- [DEINE AUFGABE] Gib nur die Zahl der Zeilen in den folgenden Einträgen an, die die Zeichenfolge „Mark“ enthalten. Groß- und Kleinschreibung zählt.

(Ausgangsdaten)
━━━━━━━━━━━━━━━━

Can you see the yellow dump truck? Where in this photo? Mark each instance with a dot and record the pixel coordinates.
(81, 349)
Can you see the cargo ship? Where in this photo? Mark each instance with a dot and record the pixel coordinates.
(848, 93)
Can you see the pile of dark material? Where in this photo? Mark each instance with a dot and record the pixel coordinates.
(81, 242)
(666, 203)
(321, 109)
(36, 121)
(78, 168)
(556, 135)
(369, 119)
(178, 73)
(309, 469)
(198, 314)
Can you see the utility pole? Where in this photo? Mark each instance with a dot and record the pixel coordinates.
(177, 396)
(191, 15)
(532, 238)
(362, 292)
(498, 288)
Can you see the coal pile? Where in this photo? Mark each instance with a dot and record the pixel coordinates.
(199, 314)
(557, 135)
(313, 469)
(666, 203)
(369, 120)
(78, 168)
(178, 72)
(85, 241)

━━━━━━━━━━━━━━━━

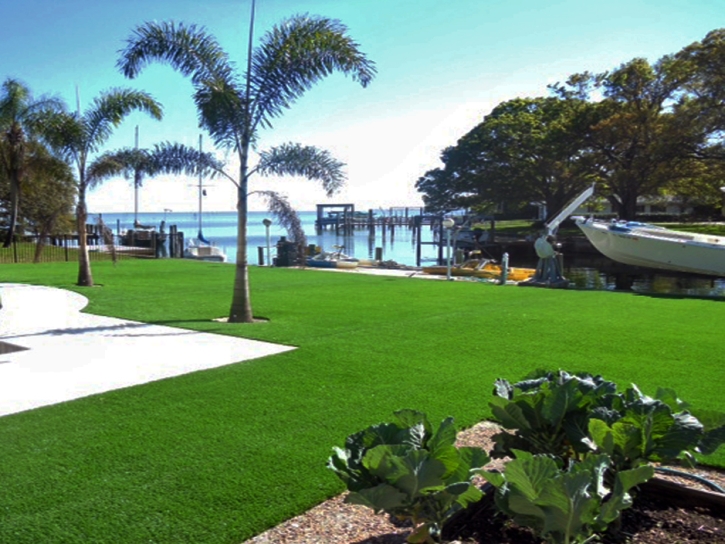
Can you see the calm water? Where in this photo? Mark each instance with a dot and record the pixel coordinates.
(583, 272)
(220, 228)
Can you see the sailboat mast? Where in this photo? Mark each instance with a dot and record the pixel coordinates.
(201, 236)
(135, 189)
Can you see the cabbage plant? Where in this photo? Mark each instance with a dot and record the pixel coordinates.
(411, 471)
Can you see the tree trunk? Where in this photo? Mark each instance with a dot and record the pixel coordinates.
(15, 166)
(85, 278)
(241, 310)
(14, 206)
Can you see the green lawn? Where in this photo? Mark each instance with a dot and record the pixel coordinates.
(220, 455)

━━━━━━━━━━━━━━━━

- [LÖSUNG] 10